***** Records for the exercise

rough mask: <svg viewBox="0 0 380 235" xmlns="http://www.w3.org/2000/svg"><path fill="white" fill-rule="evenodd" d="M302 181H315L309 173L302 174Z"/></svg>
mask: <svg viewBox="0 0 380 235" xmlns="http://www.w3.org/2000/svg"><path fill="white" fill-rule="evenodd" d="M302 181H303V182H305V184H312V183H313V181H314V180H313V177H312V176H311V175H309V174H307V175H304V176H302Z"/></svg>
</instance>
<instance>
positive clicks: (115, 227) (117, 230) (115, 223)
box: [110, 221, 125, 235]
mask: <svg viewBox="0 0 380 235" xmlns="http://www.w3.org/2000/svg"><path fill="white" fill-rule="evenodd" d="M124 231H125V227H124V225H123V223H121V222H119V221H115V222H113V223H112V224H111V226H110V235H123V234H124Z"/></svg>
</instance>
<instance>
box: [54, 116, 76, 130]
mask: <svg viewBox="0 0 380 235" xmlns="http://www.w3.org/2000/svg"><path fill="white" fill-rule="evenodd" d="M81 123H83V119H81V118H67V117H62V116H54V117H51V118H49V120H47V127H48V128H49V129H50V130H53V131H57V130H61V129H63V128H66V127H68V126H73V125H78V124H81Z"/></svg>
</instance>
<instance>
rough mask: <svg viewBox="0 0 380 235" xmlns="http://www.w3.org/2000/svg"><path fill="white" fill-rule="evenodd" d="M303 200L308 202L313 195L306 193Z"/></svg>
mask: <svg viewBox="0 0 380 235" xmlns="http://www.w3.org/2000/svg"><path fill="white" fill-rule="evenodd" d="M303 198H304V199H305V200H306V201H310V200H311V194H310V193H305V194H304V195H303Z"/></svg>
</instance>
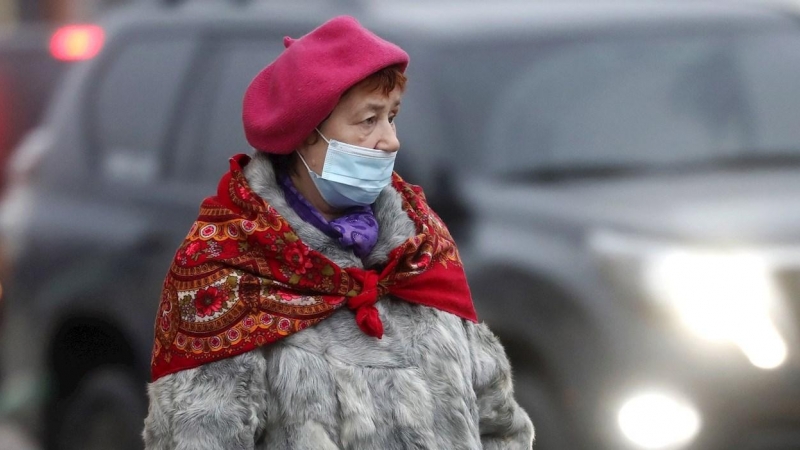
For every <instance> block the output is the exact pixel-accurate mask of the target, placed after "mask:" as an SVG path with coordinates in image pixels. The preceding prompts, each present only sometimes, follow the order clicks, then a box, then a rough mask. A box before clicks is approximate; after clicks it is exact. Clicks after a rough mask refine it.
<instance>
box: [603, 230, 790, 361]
mask: <svg viewBox="0 0 800 450" xmlns="http://www.w3.org/2000/svg"><path fill="white" fill-rule="evenodd" d="M591 242H592V245H593V247H594V248H595V250H597V251H600V252H603V253H604V254H609V253H616V254H618V255H625V254H627V255H628V256H634V255H635V257H636V258H637V259H638V261H639V262H640V268H641V270H640V272H639V274H640V276H641V277H642V278H643V279H642V280H640V281H641V283H642V285H643V286H644V288H645V291H646V293H647V295H648V296H649V297H650V298H652V299H654V300H656V301H658V302H660V303H662V304H663V305H665V306H667V307H668V308H670V309H672V310H673V311H674V312H675V313H676V315H677V316H678V317H679V318H680V320H681V321H682V323H684V324H685V325H686V326H687V327H688V328H689V329H691V330H692V331H693V332H695V333H696V334H697V335H699V336H702V337H704V338H707V339H709V340H713V341H724V342H730V343H733V344H735V345H736V346H738V347H739V348H740V349H741V350H742V352H743V353H744V354H745V355H746V356H747V358H748V359H749V360H750V362H751V363H752V364H753V365H754V366H756V367H759V368H762V369H773V368H776V367H779V366H781V365H782V364H783V363H784V362H785V361H786V359H787V356H788V350H787V346H786V341H785V340H784V338H783V336H781V333H780V331H779V330H778V328H777V327H776V325H775V323H774V321H773V320H772V314H773V310H774V309H775V308H776V306H777V304H778V300H779V296H778V291H777V288H776V286H775V284H774V280H773V277H772V273H771V271H770V266H769V264H768V262H767V261H766V260H765V259H764V258H763V257H762V256H760V255H759V254H757V253H753V252H747V251H745V250H722V249H720V250H708V249H701V248H683V247H677V246H674V245H667V244H658V243H652V242H643V241H637V240H632V239H630V238H625V237H623V236H620V235H616V234H611V233H598V234H596V235H593V236H592V239H591Z"/></svg>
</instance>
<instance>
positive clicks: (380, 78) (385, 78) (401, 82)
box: [345, 65, 408, 95]
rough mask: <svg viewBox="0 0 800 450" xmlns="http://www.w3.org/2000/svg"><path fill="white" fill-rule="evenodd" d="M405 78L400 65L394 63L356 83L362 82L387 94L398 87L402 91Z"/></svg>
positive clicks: (405, 80)
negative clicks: (389, 65) (394, 65)
mask: <svg viewBox="0 0 800 450" xmlns="http://www.w3.org/2000/svg"><path fill="white" fill-rule="evenodd" d="M407 80H408V78H406V76H405V74H404V73H403V72H401V71H400V66H397V65H395V66H389V67H386V68H383V69H381V70H379V71H377V72H375V73H373V74H372V75H370V76H368V77H367V78H364V80H363V81H361V82H360V83H358V84H361V83H364V84H366V85H367V86H369V87H370V88H371V89H372V90H374V91H376V90H378V89H380V90H381V92H383V95H389V93H390V92H392V91H393V90H394V89H395V88H400V90H401V91H404V90H405V89H406V81H407ZM351 89H352V88H351ZM348 90H349V89H348ZM345 94H346V92H345Z"/></svg>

**********

— Task details —
Copy out every line above word for word, leaving out the pictures.

— Result —
rough mask: <svg viewBox="0 0 380 235" xmlns="http://www.w3.org/2000/svg"><path fill="white" fill-rule="evenodd" d="M302 181H315L309 173L302 174Z"/></svg>
mask: <svg viewBox="0 0 380 235" xmlns="http://www.w3.org/2000/svg"><path fill="white" fill-rule="evenodd" d="M302 181H303V182H305V184H312V183H313V181H314V180H313V177H312V176H311V175H309V174H307V175H304V176H302Z"/></svg>
</instance>
<instance>
positive clicks: (115, 227) (117, 230) (115, 223)
box: [110, 221, 125, 235]
mask: <svg viewBox="0 0 380 235" xmlns="http://www.w3.org/2000/svg"><path fill="white" fill-rule="evenodd" d="M124 231H125V227H124V225H123V223H121V222H119V221H115V222H113V223H112V224H111V226H110V235H123V234H124Z"/></svg>
</instance>
<instance>
box: [54, 116, 76, 130]
mask: <svg viewBox="0 0 380 235" xmlns="http://www.w3.org/2000/svg"><path fill="white" fill-rule="evenodd" d="M81 123H83V119H81V118H67V117H62V116H54V117H51V118H49V120H47V127H48V128H49V129H50V130H53V131H57V130H61V129H63V128H66V127H68V126H73V125H78V124H81Z"/></svg>
</instance>
<instance>
rough mask: <svg viewBox="0 0 380 235" xmlns="http://www.w3.org/2000/svg"><path fill="white" fill-rule="evenodd" d="M303 200L308 202L313 195L306 193Z"/></svg>
mask: <svg viewBox="0 0 380 235" xmlns="http://www.w3.org/2000/svg"><path fill="white" fill-rule="evenodd" d="M303 198H304V199H305V200H306V201H310V200H311V194H310V193H305V194H304V195H303Z"/></svg>
</instance>
For every <instance> block the output is the exact pixel-accurate mask of the target, placed after "mask:" as an SVG path with coordinates in image pixels. The preceding prompts, each present only sometimes, follow the order clicks, then a box, then a rough mask. A box before clicks is approximate; after clicks it is exact. Clicks after a rough mask refine it.
<instance>
box: [603, 230, 790, 361]
mask: <svg viewBox="0 0 800 450" xmlns="http://www.w3.org/2000/svg"><path fill="white" fill-rule="evenodd" d="M591 242H592V245H593V247H594V248H595V250H597V251H600V252H603V253H604V254H609V253H616V254H618V255H625V254H627V255H628V256H634V255H635V257H636V258H637V259H638V261H639V262H640V268H641V270H640V272H639V274H640V276H641V277H642V278H643V279H642V280H640V281H641V283H642V285H643V286H644V288H645V291H646V293H647V295H648V296H649V297H650V298H652V299H654V300H656V301H658V302H660V303H662V304H663V305H665V306H667V307H668V308H670V309H672V310H673V311H674V312H675V313H676V315H677V316H678V317H679V318H680V320H681V321H682V323H684V324H685V325H686V326H687V327H688V328H689V329H691V330H692V331H693V332H695V333H696V334H697V335H699V336H702V337H704V338H707V339H709V340H713V341H724V342H730V343H733V344H735V345H736V346H738V347H739V348H740V349H741V350H742V352H743V353H744V354H745V355H746V356H747V358H748V359H749V360H750V362H751V363H752V364H753V365H754V366H756V367H759V368H762V369H773V368H776V367H779V366H781V365H782V364H783V363H784V362H785V361H786V359H787V356H788V350H787V346H786V341H785V340H784V338H783V336H781V333H780V331H779V330H778V328H777V327H776V325H775V323H774V321H773V320H772V314H773V310H774V309H775V308H776V306H777V304H778V300H779V296H778V291H777V288H776V286H775V284H774V280H773V277H772V273H771V271H770V266H769V264H768V262H767V261H766V260H765V259H764V258H763V257H762V256H760V255H759V254H757V253H753V252H747V251H745V250H722V249H720V250H708V249H701V248H683V247H677V246H674V245H667V244H658V243H652V242H643V241H637V240H632V239H630V238H625V237H623V236H620V235H616V234H611V233H598V234H596V235H593V236H592V239H591Z"/></svg>
</instance>
<instance>
positive clicks: (380, 78) (385, 78) (401, 82)
box: [345, 65, 408, 95]
rough mask: <svg viewBox="0 0 800 450" xmlns="http://www.w3.org/2000/svg"><path fill="white" fill-rule="evenodd" d="M405 78L400 65L394 63L356 83L362 82L387 94L398 87L402 91Z"/></svg>
positive clicks: (405, 80)
negative clicks: (389, 65) (394, 65)
mask: <svg viewBox="0 0 800 450" xmlns="http://www.w3.org/2000/svg"><path fill="white" fill-rule="evenodd" d="M407 80H408V78H406V76H405V74H404V73H403V72H401V71H400V66H397V65H395V66H389V67H386V68H383V69H381V70H379V71H377V72H375V73H373V74H372V75H370V76H368V77H367V78H364V80H363V81H361V82H360V83H358V84H361V83H364V84H366V85H367V86H369V87H370V88H371V89H372V90H374V91H376V90H378V89H380V90H381V92H383V95H389V93H390V92H392V91H393V90H394V89H395V88H400V90H401V91H404V90H405V89H406V81H407ZM351 89H352V88H351ZM348 90H349V89H348ZM345 94H346V92H345Z"/></svg>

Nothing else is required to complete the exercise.